▶ TO DO
Wherever "cloud" turns up in the entries, copy out the line that holds it.

Excerpts from a dataset:
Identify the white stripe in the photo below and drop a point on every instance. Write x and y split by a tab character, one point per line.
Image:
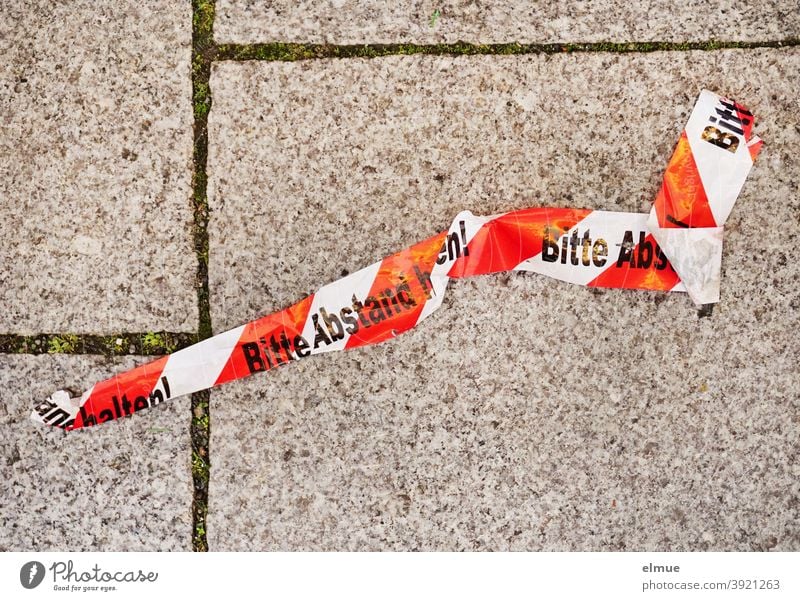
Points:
609	226
722	172
439	277
197	367
333	297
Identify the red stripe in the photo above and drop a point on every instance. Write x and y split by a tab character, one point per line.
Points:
405	268
283	325
682	200
119	396
507	241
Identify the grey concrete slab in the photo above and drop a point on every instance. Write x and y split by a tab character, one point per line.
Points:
372	21
125	486
525	413
95	167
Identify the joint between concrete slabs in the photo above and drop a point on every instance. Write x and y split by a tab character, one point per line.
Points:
110	345
203	52
282	51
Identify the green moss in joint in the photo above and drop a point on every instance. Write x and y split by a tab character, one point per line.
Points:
67	343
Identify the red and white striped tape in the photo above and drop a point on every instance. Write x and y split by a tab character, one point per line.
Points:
591	248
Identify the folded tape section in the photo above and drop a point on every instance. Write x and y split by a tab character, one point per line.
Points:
676	247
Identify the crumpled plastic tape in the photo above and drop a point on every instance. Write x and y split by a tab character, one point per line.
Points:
676	247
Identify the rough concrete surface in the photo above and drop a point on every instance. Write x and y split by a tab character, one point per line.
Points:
95	167
525	413
372	21
124	486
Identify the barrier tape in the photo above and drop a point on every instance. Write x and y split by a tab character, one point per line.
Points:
676	247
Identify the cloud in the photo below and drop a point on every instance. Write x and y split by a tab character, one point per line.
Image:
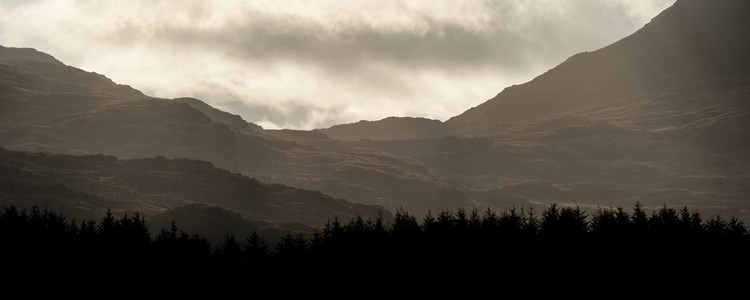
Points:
294	64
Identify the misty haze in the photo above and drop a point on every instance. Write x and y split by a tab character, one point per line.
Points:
289	142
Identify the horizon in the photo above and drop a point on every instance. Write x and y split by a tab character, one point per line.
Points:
292	65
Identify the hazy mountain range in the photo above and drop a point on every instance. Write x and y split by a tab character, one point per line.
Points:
659	117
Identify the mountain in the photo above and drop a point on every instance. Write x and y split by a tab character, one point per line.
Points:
88	186
391	128
84	113
659	117
693	46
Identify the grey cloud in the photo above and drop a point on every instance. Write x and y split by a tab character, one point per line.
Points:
293	115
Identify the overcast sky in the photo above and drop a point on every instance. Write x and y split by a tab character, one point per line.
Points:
313	64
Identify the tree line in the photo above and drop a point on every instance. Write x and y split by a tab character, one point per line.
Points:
522	243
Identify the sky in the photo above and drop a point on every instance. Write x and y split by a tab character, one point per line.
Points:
312	64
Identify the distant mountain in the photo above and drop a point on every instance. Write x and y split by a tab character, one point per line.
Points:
692	48
659	117
87	186
84	113
392	128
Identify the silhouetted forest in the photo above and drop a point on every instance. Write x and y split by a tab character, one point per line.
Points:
512	245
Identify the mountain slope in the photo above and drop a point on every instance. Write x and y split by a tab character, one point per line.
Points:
86	186
659	117
88	114
692	42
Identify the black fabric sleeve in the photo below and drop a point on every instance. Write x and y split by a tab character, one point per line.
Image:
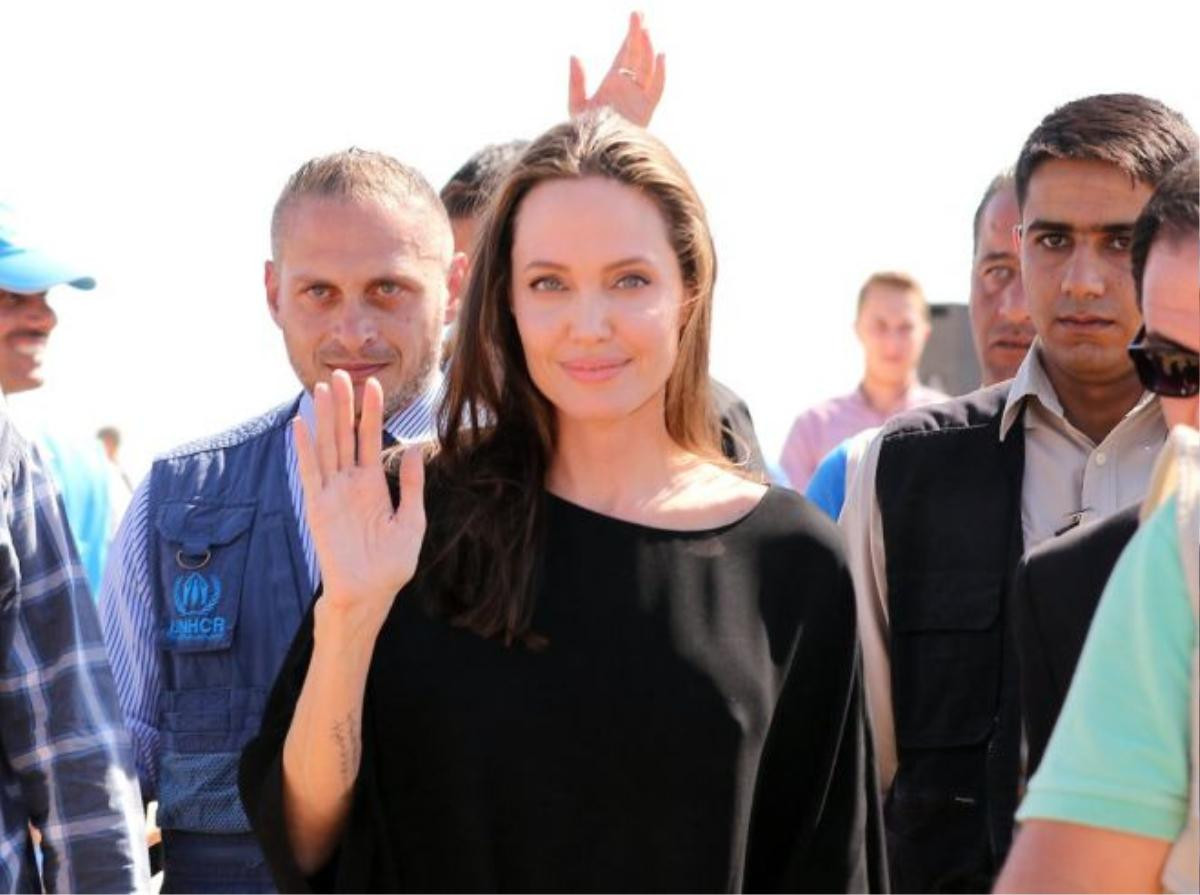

▶ YOUR SOLUTION
Identify the cloud in the photo below and drop a point on every instance. Write x and y split by a tab character, one point per line.
Identify the grey cloud in the photo above and drop a point on every instance. Write x and y split by a tab character, one point per line.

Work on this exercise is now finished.